What the task asks:
List every line in the records below that contains the string "person", matching case exactly.

Records:
-- start --

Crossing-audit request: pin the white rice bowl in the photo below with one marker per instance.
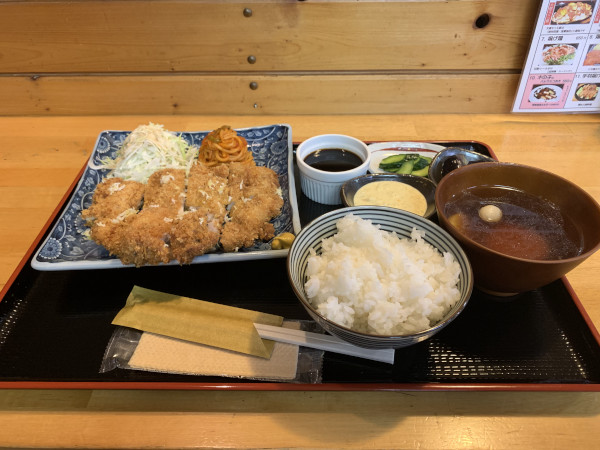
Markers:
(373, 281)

-- end --
-- start --

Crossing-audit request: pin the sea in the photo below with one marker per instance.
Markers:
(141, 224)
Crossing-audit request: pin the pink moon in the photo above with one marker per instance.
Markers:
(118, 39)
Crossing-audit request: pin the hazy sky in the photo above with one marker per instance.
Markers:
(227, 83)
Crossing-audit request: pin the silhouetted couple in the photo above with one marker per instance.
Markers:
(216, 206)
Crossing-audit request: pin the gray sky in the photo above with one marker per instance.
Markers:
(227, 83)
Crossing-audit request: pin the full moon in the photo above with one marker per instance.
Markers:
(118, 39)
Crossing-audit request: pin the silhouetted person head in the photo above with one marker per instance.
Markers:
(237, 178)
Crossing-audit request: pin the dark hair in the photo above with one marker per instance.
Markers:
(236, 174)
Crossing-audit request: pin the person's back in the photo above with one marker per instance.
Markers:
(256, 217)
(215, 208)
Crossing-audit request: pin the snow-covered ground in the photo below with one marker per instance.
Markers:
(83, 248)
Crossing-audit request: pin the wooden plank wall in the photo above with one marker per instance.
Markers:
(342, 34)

-- end --
-- start --

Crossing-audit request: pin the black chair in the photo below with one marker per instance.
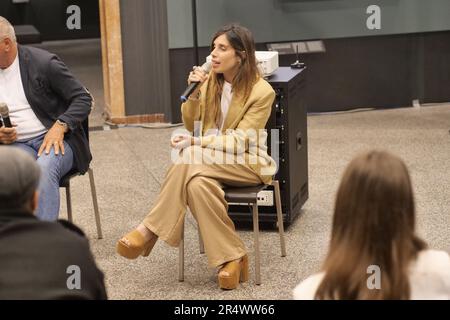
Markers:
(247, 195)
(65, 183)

-- end --

Output for this task:
Crossing-audit request: pin the silhouetted person head in the photo above with one marker per instance.
Crossing-audit request: pin the person's back in the photo above with one marker per instance.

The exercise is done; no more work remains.